Short task >> Reproduce every line of the entries below, including the requests, but multiply each coordinate in the answers by 2.5 and round the result to the nearest whole number, with halves rounded up. Omit the pictures from your response.

[start]

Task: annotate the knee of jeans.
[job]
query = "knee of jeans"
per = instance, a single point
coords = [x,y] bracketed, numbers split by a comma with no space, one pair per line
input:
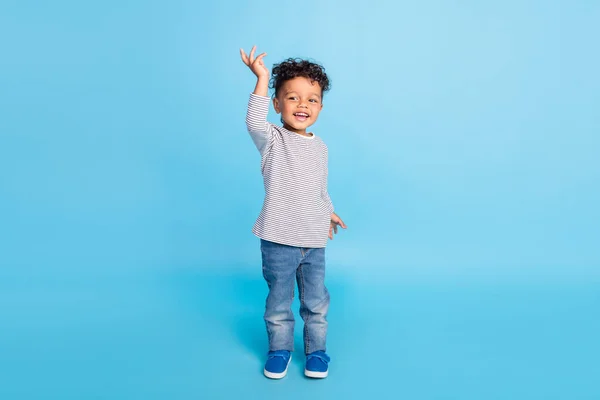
[318,304]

[end]

Written answer >>
Task: annotate the knee of jeans.
[job]
query = "knee of jeans"
per = instance, a single point
coords = [x,y] bracketed, numbers split by a comma with no space, one pair per line
input:
[795,760]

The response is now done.